Among the lines below, copy each one in which "target" appears.

Information provided section start

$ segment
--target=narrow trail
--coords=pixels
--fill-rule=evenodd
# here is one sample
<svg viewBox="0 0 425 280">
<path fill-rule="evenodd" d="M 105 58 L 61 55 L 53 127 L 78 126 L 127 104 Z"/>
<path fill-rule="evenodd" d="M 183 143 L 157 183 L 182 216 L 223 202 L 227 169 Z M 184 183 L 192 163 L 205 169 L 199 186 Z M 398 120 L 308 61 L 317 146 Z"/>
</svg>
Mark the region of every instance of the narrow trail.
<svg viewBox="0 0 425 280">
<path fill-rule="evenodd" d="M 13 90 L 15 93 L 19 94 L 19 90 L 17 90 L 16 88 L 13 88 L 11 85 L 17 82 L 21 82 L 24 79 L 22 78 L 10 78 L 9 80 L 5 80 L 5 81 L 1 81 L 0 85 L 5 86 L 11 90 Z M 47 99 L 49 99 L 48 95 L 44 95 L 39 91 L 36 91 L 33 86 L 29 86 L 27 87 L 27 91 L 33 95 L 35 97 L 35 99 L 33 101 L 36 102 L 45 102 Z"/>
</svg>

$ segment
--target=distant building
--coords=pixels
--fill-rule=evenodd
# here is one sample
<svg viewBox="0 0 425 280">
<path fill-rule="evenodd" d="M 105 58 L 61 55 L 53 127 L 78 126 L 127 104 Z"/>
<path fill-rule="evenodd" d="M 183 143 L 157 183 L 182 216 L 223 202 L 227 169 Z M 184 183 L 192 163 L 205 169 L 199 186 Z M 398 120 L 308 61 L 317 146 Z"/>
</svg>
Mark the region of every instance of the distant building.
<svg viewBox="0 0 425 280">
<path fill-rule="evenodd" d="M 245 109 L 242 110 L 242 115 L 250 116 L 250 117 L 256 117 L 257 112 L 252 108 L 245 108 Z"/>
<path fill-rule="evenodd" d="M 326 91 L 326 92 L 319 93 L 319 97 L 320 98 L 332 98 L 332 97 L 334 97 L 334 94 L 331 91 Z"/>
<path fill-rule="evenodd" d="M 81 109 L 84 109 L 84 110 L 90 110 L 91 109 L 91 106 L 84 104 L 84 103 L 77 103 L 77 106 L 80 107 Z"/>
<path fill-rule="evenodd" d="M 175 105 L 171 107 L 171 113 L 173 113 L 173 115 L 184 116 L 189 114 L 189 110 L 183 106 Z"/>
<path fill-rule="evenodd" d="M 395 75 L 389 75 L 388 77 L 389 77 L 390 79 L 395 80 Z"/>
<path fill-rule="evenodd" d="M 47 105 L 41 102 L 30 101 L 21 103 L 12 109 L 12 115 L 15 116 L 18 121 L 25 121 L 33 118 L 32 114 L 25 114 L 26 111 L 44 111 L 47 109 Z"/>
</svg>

Information provided section end

Task result
--target=narrow trail
--target=distant building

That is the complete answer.